_LISTED RECORDS_:
»»
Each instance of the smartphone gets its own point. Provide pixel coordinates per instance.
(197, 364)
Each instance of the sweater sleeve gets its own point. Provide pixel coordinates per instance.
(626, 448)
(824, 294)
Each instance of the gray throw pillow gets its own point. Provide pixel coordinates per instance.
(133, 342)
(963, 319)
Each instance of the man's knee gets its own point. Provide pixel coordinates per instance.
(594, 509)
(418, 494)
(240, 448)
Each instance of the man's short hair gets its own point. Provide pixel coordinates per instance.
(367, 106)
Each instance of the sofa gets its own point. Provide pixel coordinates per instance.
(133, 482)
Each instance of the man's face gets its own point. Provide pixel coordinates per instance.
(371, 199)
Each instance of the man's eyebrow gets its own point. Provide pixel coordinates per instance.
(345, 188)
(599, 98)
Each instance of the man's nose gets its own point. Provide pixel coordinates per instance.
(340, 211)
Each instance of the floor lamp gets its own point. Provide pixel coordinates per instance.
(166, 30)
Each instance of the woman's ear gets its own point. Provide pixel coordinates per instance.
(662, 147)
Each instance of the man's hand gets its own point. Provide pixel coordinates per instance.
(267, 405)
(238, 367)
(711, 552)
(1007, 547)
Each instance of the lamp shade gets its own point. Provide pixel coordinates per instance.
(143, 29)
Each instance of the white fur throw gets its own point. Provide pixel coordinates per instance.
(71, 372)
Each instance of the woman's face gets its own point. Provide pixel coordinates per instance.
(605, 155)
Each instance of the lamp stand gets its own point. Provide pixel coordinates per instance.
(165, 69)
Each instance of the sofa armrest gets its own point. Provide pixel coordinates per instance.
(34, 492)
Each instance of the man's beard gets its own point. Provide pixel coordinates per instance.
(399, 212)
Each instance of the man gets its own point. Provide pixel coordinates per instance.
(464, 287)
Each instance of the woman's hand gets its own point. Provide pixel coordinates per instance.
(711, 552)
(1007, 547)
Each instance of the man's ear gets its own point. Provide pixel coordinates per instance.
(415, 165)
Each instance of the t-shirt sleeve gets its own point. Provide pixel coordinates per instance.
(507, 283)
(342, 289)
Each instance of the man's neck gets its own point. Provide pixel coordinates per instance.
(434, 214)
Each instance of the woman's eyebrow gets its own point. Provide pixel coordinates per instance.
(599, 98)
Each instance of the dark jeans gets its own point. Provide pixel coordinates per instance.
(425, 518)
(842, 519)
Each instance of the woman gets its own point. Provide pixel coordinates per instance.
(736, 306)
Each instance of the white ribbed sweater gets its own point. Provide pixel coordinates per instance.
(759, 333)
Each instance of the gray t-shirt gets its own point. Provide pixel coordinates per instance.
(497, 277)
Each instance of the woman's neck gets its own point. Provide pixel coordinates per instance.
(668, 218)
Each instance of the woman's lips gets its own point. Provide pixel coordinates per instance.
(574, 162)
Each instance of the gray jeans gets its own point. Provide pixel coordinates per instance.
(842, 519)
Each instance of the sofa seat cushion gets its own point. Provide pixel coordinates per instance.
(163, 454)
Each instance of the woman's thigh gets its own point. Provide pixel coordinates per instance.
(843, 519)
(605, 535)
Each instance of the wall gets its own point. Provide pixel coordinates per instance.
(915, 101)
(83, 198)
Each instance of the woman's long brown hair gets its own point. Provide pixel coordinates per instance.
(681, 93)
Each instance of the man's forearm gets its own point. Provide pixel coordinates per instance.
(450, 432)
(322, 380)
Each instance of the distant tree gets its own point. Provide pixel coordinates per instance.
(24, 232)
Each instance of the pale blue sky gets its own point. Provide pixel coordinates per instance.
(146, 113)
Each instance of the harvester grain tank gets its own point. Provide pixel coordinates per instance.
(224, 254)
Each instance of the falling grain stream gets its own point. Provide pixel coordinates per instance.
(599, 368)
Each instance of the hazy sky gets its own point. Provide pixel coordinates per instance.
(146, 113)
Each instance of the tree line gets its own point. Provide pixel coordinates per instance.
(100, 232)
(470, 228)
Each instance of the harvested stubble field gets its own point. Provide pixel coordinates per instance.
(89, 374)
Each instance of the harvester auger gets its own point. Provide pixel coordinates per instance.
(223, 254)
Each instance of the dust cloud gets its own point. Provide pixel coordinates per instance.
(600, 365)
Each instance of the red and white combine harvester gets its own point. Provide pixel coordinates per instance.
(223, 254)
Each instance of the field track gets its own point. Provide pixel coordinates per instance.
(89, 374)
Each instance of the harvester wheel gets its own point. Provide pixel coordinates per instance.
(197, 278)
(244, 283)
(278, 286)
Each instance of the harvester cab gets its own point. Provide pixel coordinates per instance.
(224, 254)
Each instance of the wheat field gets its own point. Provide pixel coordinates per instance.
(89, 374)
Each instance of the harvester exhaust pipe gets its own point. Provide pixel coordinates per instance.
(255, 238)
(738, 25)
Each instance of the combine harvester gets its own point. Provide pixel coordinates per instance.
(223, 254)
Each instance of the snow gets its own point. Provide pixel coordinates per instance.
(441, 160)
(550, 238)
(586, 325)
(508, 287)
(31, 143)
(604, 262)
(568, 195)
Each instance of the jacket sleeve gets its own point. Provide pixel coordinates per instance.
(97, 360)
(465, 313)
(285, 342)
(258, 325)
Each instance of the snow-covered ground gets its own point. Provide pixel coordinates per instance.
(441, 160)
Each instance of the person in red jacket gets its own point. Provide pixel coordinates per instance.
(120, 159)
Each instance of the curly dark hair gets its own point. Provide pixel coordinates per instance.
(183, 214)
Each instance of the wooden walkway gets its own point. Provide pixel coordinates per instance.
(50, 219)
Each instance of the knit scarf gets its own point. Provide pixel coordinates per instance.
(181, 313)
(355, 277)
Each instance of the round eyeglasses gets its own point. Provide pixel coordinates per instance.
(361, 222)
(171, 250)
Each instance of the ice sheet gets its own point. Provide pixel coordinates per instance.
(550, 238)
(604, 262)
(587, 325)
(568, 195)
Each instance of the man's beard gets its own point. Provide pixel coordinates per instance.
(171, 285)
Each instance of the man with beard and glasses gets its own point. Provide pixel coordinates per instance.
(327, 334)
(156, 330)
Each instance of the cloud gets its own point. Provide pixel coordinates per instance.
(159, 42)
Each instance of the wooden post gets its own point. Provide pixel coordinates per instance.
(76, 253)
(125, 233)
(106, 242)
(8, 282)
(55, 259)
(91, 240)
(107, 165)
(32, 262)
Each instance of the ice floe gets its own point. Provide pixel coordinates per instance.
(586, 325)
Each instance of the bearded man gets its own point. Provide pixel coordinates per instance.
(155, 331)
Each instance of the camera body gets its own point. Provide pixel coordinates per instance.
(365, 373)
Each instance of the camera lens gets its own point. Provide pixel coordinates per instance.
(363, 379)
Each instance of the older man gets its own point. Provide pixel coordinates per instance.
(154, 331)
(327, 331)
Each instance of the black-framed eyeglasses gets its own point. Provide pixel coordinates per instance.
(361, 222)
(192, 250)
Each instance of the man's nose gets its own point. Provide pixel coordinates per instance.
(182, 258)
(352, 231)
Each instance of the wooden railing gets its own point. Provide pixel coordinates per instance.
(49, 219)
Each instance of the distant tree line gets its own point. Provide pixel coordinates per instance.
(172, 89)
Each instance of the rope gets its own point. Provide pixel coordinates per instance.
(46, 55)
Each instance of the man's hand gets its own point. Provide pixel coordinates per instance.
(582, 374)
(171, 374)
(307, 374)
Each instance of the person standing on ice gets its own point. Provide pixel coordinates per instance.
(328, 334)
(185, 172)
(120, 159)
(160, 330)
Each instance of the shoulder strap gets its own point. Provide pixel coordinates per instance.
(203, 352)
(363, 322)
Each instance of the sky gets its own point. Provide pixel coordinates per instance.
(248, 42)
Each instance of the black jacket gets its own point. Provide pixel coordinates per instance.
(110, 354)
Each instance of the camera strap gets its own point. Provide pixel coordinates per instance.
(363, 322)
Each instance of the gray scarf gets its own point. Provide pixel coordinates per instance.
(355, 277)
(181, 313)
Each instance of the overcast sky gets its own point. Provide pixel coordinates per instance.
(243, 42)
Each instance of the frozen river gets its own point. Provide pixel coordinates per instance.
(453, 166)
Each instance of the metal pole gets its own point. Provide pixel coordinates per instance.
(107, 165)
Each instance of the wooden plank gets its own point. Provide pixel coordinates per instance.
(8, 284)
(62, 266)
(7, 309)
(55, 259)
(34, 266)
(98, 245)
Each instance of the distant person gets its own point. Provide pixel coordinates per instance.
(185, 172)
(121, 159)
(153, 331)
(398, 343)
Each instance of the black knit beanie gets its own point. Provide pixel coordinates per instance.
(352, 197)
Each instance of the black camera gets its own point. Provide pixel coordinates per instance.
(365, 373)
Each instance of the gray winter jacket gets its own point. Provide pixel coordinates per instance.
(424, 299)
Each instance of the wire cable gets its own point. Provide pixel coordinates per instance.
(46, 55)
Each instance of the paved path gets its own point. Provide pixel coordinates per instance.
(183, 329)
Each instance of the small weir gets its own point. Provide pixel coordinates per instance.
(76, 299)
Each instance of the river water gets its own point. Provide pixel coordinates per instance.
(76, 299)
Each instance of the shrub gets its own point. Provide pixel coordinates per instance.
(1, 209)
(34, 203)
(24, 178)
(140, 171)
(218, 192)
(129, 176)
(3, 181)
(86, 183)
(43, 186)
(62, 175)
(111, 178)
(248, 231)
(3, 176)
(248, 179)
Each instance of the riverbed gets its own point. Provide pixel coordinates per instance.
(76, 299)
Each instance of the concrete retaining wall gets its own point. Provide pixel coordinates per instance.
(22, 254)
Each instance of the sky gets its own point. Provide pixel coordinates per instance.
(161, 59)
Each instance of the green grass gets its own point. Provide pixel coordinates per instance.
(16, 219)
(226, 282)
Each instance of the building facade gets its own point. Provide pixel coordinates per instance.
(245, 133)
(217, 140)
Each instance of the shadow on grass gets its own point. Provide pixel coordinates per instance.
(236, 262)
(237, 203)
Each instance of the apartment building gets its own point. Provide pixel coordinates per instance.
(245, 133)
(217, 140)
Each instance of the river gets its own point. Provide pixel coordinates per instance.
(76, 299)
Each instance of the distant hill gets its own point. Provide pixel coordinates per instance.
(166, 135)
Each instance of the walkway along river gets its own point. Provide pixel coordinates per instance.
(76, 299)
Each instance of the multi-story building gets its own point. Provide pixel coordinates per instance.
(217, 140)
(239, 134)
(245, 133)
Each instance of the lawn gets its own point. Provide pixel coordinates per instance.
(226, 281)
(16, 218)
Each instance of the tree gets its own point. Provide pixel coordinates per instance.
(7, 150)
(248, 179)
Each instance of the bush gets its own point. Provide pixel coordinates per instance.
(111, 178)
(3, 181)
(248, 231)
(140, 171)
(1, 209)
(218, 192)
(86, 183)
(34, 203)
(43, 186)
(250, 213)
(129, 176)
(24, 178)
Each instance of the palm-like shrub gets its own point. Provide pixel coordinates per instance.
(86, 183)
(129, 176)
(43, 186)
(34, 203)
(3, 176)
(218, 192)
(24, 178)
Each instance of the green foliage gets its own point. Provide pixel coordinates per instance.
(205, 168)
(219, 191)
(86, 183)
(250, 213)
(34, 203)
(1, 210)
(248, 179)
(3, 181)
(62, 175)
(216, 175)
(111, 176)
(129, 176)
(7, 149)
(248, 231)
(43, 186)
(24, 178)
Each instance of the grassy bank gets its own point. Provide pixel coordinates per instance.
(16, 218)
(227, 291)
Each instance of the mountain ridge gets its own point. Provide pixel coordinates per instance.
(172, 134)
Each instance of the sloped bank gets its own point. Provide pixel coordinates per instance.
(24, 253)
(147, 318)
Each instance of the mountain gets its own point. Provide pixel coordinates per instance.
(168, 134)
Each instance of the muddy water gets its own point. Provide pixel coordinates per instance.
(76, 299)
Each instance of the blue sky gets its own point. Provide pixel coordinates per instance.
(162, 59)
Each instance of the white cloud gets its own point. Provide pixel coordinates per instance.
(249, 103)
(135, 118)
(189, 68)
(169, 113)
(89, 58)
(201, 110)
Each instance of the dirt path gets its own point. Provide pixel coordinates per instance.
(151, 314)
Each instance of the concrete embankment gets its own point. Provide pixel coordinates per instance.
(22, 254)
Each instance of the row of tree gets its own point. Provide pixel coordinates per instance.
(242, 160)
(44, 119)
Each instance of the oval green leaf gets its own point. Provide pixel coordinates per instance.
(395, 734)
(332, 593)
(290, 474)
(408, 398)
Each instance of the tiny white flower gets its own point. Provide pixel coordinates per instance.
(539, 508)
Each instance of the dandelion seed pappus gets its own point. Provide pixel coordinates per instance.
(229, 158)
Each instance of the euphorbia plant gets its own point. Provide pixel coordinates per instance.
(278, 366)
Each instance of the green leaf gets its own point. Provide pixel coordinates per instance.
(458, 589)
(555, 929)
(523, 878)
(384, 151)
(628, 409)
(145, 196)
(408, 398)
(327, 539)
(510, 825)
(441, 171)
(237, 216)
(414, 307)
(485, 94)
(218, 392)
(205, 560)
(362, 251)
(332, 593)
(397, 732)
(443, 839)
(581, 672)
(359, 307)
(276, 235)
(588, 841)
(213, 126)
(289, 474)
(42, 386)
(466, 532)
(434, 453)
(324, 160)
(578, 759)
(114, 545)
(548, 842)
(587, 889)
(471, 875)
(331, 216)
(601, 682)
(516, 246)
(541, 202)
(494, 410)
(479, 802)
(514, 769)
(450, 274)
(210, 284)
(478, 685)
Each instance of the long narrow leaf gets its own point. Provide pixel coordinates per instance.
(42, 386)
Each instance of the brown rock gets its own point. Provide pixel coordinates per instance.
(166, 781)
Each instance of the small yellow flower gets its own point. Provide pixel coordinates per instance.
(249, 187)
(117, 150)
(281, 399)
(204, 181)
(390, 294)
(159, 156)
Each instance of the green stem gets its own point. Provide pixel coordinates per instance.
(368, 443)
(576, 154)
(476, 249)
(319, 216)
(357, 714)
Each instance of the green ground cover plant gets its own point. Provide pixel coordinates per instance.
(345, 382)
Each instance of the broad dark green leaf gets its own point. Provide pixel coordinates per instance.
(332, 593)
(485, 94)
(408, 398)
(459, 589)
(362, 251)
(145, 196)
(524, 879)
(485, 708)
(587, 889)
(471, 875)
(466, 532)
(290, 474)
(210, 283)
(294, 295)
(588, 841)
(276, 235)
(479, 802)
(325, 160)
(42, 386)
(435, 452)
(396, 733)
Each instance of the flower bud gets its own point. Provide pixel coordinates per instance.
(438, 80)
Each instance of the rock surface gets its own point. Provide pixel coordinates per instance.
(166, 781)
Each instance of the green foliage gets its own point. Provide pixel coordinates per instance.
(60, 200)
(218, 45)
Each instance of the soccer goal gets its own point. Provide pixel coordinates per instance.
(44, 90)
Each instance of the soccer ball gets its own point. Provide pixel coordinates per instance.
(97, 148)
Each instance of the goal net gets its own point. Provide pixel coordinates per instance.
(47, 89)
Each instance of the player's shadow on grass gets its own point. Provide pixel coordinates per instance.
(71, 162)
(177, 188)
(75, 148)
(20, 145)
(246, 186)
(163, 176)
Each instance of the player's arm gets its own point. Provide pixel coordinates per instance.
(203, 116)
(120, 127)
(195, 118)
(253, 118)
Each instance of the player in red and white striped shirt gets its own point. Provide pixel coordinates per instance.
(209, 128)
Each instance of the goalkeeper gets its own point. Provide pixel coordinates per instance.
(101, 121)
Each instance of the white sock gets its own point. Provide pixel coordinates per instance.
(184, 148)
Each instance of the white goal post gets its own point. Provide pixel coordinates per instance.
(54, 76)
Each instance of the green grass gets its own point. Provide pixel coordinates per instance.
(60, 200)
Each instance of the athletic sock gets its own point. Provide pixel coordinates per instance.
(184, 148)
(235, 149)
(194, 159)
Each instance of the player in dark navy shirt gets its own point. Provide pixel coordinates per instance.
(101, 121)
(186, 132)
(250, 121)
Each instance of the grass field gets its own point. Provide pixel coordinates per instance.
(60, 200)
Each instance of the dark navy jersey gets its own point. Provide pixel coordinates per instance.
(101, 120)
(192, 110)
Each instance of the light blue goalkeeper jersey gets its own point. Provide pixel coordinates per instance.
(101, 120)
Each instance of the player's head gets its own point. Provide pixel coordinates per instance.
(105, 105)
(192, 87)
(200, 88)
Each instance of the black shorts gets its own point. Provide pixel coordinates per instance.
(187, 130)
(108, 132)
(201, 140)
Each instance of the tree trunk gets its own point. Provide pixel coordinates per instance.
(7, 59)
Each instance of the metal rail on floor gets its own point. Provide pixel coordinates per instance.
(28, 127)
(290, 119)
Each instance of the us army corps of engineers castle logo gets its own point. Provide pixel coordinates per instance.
««
_SET TASK_: Write out the lines above from the one containing "Each instance of the player's arm" through the last, exactly as they are.

_ANSWER TO THE TASK_:
Each instance of the player's arm gets its own point. Provide pixel coordinates per instance.
(203, 116)
(120, 127)
(195, 118)
(253, 118)
Each instance of the player in red and white striped shirt gets its own point. Provide pixel coordinates per instance.
(209, 128)
Each instance of the goalkeeper gets its own point. Provide pixel coordinates per instance.
(101, 121)
Each instance of the white sock gets its own point. Provide pixel coordinates per instance.
(184, 148)
Each instance of the white goal post gets its own point. Provide pixel coordinates per instance.
(54, 76)
Each instance of the green grass gets its own point. Provide pixel coordinates per instance.
(60, 200)
Each instance of the athletic sock gets its own point. Provide pixel coordinates per instance.
(184, 148)
(235, 149)
(194, 159)
Each instance of the player in dark navy shirt gets its own point. Provide pixel coordinates per instance.
(101, 121)
(186, 132)
(250, 121)
Each instance of the grass field gets its own point. Provide pixel coordinates per instance.
(60, 200)
Each instance of the dark navy jersey gets its own point. Provide pixel coordinates per instance.
(101, 120)
(192, 110)
Each instance of the light blue goalkeeper jersey gets its own point. Provide pixel coordinates per instance.
(101, 120)
Each instance of the player's head gets its own point. Provide pixel coordinates per instance.
(105, 105)
(192, 87)
(200, 88)
Each instance of the black shorts gets its own point. Provide pixel coordinates per instance.
(187, 130)
(108, 132)
(201, 140)
Each instance of the tree trunk gets its own point. Provide pixel coordinates per instance.
(7, 59)
Each instance of the metal rail on floor gets its own point. Provide pixel coordinates per instance.
(28, 127)
(290, 119)
Each instance of the us army corps of engineers castle logo gets its own point. Provide pixel coordinates per instance.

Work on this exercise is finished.